Region pointing data
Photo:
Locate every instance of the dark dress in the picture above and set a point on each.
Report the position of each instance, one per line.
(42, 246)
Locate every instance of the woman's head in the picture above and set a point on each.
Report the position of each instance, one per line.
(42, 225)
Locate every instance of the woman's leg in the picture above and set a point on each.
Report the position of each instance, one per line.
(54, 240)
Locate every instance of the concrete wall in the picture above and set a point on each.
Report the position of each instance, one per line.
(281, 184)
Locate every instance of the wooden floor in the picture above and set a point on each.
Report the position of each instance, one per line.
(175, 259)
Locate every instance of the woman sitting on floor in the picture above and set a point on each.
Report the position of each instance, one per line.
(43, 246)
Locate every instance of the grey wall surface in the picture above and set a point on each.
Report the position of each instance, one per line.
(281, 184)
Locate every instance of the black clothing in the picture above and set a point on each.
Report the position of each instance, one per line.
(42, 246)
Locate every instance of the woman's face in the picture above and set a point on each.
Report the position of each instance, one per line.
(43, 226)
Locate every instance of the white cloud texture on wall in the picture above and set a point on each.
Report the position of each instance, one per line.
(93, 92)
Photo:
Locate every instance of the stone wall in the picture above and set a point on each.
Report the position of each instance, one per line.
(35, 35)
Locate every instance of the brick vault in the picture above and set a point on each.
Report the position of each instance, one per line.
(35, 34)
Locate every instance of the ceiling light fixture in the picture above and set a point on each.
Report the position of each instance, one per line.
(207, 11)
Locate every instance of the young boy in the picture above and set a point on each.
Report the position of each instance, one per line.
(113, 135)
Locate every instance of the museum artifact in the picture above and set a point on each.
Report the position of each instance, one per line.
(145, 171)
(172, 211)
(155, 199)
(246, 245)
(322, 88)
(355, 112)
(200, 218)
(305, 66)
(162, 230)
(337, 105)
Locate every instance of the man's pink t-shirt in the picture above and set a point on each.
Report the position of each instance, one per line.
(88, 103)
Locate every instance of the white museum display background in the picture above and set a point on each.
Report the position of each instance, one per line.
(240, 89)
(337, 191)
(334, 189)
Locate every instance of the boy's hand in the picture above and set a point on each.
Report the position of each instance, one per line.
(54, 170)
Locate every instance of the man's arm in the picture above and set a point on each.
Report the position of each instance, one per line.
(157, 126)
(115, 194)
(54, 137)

What you are asked to do = All of the data is to be transcribed exactly as written.

Response =
Photo:
Locate every instance of the dark dress in the picture above and set a point on each.
Report the position of each instance, one per line.
(42, 246)
Locate every instance of the woman's head in the picture above and set a point on each.
Report the position of each instance, one per line.
(42, 225)
Locate every instance of the woman's leg in the picture above and set a point on each.
Report the position of each instance, one per line.
(54, 240)
Locate every instance of the concrete wall in the picture above and set a point on each.
Report the position of each instance, one per line.
(281, 184)
Locate every instance of the wooden floor in the picture above and set a point on each.
Report the position of each instance, one per line.
(175, 259)
Locate every instance of the woman sitting on floor in the picture above and set a point on each.
Report the position of each instance, one per line.
(43, 246)
Locate every instance of the grey wall surface in the picture above and set a point on each.
Report the position of each instance, one per line.
(281, 184)
Locate every instance of the black clothing in the picture above and set a point on each.
Report the position of each instance, one per line.
(42, 246)
Locate every instance of the woman's face in the picture above and set a point on each.
Report the position of each instance, one per line.
(43, 226)
Locate every instance of the white cloud texture on wall in the picture above and set a point on each.
Report the position of each instance, one per line.
(93, 92)
Photo:
Locate every instance of the stone wall in the picture above and set a point on each.
Report the position of each instance, one per line.
(35, 35)
Locate every instance of the brick vault in the picture above and set a point on each.
Report the position of each instance, one per line.
(35, 34)
Locate every instance of the ceiling light fixture in the picture above and set a point on each.
Report the position of each instance, one per line.
(207, 11)
Locate every instance of the young boy in the picture above and set a point on each.
Report the position of each instance, one per line.
(113, 135)
Locate every instance of the museum artifact in the picture above and set a point on each.
Report the position of each instance, one per line.
(145, 171)
(172, 211)
(155, 199)
(246, 245)
(322, 88)
(355, 112)
(200, 218)
(305, 66)
(162, 230)
(337, 105)
Locate every instance of the man's pink t-shirt in the picture above and set a point on each.
Report the position of each instance, one per line.
(88, 103)
Locate every instance of the white museum display background in the picture above and set a point on each.
Report the position of each instance, one per line.
(240, 89)
(337, 191)
(334, 189)
Locate every instance of the boy's hand in the picture above and set a point on each.
Report the position of each instance, one per line.
(54, 170)
Locate every instance of the man's arm in the picture above and set a point on each.
Report the position of each instance, one per line.
(157, 126)
(115, 194)
(54, 137)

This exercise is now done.